Point localization data:
━━━━
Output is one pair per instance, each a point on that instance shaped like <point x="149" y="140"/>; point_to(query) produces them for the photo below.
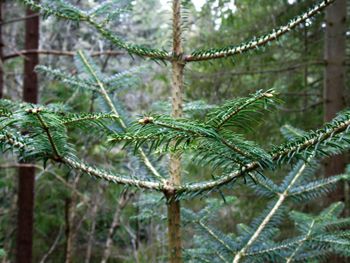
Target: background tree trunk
<point x="1" y="53"/>
<point x="174" y="216"/>
<point x="27" y="174"/>
<point x="334" y="86"/>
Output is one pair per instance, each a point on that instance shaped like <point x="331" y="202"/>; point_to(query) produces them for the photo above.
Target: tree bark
<point x="173" y="207"/>
<point x="27" y="174"/>
<point x="1" y="54"/>
<point x="123" y="200"/>
<point x="334" y="85"/>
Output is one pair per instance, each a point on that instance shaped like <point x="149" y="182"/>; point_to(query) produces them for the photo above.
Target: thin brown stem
<point x="174" y="217"/>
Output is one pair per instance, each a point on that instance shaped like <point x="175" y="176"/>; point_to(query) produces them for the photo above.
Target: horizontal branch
<point x="159" y="186"/>
<point x="19" y="19"/>
<point x="207" y="186"/>
<point x="215" y="53"/>
<point x="59" y="53"/>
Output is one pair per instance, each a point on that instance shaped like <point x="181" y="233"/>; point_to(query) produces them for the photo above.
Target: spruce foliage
<point x="218" y="141"/>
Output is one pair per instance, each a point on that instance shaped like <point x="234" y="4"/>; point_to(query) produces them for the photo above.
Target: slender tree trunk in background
<point x="70" y="215"/>
<point x="334" y="86"/>
<point x="123" y="201"/>
<point x="1" y="53"/>
<point x="174" y="217"/>
<point x="27" y="174"/>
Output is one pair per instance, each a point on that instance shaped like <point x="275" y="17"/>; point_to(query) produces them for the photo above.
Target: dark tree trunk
<point x="27" y="175"/>
<point x="1" y="53"/>
<point x="334" y="86"/>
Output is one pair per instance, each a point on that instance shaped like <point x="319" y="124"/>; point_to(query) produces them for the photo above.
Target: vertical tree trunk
<point x="174" y="218"/>
<point x="27" y="174"/>
<point x="334" y="85"/>
<point x="1" y="53"/>
<point x="123" y="201"/>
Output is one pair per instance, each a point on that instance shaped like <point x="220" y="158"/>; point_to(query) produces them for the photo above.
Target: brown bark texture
<point x="1" y="53"/>
<point x="334" y="88"/>
<point x="27" y="174"/>
<point x="334" y="81"/>
<point x="173" y="207"/>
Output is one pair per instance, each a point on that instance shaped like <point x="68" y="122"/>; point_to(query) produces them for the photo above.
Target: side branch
<point x="59" y="53"/>
<point x="315" y="140"/>
<point x="215" y="53"/>
<point x="100" y="174"/>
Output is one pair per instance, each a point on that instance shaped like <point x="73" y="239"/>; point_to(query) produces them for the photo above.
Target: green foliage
<point x="314" y="235"/>
<point x="217" y="138"/>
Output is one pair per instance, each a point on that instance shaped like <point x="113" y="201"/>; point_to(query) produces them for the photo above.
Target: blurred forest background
<point x="79" y="219"/>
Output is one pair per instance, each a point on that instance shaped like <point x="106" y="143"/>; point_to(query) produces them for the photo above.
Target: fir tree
<point x="218" y="140"/>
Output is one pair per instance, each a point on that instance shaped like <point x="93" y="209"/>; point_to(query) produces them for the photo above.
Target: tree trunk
<point x="123" y="201"/>
<point x="174" y="217"/>
<point x="27" y="174"/>
<point x="1" y="53"/>
<point x="334" y="86"/>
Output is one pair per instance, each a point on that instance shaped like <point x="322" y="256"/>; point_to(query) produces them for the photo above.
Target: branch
<point x="108" y="99"/>
<point x="319" y="137"/>
<point x="100" y="174"/>
<point x="200" y="55"/>
<point x="269" y="216"/>
<point x="17" y="19"/>
<point x="59" y="53"/>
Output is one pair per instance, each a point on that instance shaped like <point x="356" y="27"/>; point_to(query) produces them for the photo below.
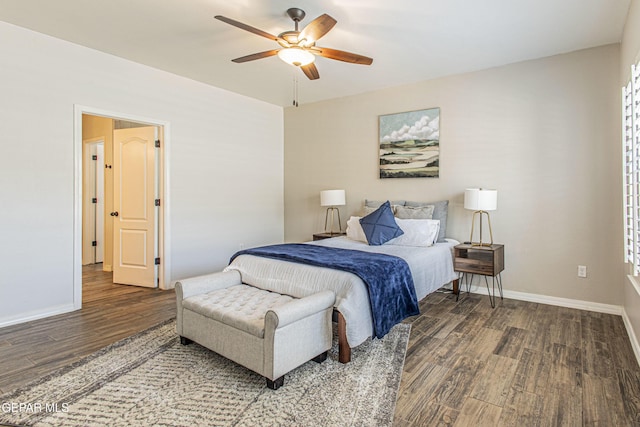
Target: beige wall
<point x="102" y="127"/>
<point x="544" y="133"/>
<point x="630" y="53"/>
<point x="223" y="157"/>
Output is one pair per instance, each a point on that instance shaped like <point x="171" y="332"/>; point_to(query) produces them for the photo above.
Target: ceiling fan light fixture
<point x="296" y="56"/>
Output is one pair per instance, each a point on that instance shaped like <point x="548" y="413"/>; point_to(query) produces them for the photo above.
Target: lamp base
<point x="329" y="230"/>
<point x="473" y="221"/>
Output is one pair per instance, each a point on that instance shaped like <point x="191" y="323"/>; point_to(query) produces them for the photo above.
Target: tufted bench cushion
<point x="241" y="306"/>
<point x="264" y="331"/>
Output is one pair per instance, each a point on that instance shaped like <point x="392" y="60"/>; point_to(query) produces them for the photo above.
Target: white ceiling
<point x="409" y="40"/>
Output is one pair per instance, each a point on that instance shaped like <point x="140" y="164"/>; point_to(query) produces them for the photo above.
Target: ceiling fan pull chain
<point x="295" y="91"/>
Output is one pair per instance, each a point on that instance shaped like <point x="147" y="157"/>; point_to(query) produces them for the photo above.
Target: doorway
<point x="159" y="255"/>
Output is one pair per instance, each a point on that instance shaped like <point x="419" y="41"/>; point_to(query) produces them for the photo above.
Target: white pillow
<point x="354" y="229"/>
<point x="417" y="232"/>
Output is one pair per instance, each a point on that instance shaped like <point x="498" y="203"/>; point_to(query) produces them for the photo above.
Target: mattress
<point x="431" y="268"/>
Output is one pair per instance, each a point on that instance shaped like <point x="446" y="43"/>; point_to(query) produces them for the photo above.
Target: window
<point x="631" y="168"/>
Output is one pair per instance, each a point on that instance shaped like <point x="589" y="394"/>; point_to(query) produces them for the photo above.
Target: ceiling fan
<point x="299" y="47"/>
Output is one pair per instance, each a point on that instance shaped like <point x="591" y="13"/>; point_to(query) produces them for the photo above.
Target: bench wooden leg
<point x="344" y="351"/>
<point x="275" y="384"/>
<point x="321" y="357"/>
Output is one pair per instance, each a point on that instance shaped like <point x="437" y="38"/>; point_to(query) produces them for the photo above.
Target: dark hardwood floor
<point x="520" y="364"/>
<point x="109" y="313"/>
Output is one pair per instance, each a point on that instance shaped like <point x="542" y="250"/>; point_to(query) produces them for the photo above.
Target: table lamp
<point x="480" y="201"/>
<point x="332" y="199"/>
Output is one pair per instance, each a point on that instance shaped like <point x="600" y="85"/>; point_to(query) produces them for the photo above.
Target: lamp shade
<point x="332" y="198"/>
<point x="480" y="199"/>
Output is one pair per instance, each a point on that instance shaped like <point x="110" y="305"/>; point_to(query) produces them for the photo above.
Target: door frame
<point x="90" y="172"/>
<point x="164" y="252"/>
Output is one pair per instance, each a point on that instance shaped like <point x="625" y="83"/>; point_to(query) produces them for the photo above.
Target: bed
<point x="431" y="268"/>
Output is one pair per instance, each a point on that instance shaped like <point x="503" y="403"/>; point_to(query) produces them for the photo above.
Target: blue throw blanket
<point x="388" y="278"/>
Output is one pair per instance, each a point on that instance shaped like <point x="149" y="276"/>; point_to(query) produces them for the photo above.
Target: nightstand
<point x="321" y="236"/>
<point x="483" y="260"/>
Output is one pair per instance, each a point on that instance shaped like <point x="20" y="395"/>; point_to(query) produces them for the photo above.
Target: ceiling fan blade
<point x="255" y="56"/>
<point x="317" y="28"/>
<point x="246" y="27"/>
<point x="341" y="55"/>
<point x="310" y="71"/>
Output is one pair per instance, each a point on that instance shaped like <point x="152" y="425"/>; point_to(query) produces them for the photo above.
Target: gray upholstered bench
<point x="264" y="331"/>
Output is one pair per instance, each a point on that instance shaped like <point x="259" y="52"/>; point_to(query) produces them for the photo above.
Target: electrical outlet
<point x="582" y="271"/>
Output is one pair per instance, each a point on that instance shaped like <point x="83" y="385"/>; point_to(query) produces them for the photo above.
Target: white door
<point x="134" y="237"/>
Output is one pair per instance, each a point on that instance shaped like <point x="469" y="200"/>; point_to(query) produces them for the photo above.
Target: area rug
<point x="150" y="379"/>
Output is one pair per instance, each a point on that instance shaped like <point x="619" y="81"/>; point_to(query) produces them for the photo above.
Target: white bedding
<point x="431" y="267"/>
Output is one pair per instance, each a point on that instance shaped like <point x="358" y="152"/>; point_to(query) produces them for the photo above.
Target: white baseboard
<point x="571" y="303"/>
<point x="37" y="315"/>
<point x="543" y="299"/>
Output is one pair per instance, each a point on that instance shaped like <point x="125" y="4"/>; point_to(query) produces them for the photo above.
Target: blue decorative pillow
<point x="380" y="225"/>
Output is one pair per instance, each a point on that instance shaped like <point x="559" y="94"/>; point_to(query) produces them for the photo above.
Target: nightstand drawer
<point x="485" y="260"/>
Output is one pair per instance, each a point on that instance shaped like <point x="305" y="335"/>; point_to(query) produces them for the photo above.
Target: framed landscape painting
<point x="410" y="144"/>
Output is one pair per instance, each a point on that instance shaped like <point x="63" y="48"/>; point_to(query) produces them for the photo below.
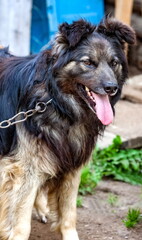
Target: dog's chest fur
<point x="59" y="148"/>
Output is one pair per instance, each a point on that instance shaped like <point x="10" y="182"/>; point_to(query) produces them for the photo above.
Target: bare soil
<point x="98" y="220"/>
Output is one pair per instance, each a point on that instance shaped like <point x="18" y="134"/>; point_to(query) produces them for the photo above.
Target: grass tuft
<point x="133" y="217"/>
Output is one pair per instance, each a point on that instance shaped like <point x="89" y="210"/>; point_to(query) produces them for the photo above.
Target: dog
<point x="53" y="106"/>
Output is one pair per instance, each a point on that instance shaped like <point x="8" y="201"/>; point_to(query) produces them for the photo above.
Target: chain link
<point x="22" y="116"/>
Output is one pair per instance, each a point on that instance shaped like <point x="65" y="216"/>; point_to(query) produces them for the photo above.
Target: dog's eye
<point x="87" y="62"/>
<point x="114" y="63"/>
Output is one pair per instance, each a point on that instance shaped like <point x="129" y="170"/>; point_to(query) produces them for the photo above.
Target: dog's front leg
<point x="17" y="195"/>
<point x="67" y="205"/>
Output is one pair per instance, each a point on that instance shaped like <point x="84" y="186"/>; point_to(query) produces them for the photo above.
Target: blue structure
<point x="47" y="14"/>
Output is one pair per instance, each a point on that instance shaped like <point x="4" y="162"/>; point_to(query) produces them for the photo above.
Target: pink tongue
<point x="103" y="108"/>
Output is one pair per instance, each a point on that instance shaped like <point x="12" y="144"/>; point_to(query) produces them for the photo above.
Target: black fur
<point x="24" y="81"/>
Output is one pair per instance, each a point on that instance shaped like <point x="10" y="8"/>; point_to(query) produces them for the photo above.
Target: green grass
<point x="79" y="201"/>
<point x="133" y="217"/>
<point x="123" y="165"/>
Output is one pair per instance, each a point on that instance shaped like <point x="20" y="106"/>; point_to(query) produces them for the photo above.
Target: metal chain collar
<point x="22" y="116"/>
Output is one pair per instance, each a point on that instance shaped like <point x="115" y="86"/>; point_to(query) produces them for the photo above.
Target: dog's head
<point x="90" y="62"/>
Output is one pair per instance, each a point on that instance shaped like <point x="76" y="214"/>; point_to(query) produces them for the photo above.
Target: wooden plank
<point x="15" y="19"/>
<point x="123" y="10"/>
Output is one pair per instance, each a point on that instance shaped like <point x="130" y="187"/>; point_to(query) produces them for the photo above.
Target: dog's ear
<point x="115" y="29"/>
<point x="73" y="33"/>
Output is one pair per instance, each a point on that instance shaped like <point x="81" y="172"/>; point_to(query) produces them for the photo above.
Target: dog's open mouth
<point x="100" y="104"/>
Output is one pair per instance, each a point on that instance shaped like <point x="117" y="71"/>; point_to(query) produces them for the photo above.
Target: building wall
<point x="15" y="25"/>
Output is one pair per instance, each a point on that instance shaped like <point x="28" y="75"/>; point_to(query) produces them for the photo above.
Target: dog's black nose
<point x="111" y="88"/>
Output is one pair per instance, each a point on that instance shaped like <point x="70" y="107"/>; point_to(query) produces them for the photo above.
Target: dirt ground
<point x="98" y="219"/>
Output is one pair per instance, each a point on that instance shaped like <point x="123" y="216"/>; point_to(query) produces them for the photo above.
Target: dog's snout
<point x="111" y="88"/>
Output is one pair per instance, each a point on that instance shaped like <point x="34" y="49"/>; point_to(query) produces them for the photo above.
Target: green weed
<point x="79" y="201"/>
<point x="123" y="165"/>
<point x="133" y="217"/>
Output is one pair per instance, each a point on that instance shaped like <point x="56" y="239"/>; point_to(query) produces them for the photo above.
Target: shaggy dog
<point x="53" y="106"/>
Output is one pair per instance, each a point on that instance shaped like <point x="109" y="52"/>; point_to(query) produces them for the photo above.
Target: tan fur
<point x="22" y="179"/>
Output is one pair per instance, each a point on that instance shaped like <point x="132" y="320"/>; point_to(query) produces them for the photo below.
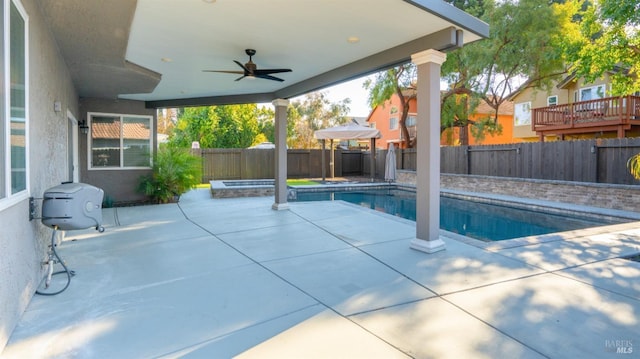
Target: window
<point x="522" y="114"/>
<point x="13" y="99"/>
<point x="120" y="141"/>
<point x="411" y="120"/>
<point x="393" y="123"/>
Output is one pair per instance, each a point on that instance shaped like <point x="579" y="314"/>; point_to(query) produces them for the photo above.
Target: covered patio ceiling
<point x="155" y="50"/>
━━━━
PROMPT >> After going through the entries, say how many lines contain the string "below". Nothing else belongs in the reply.

SOLVED PROBLEM >> 4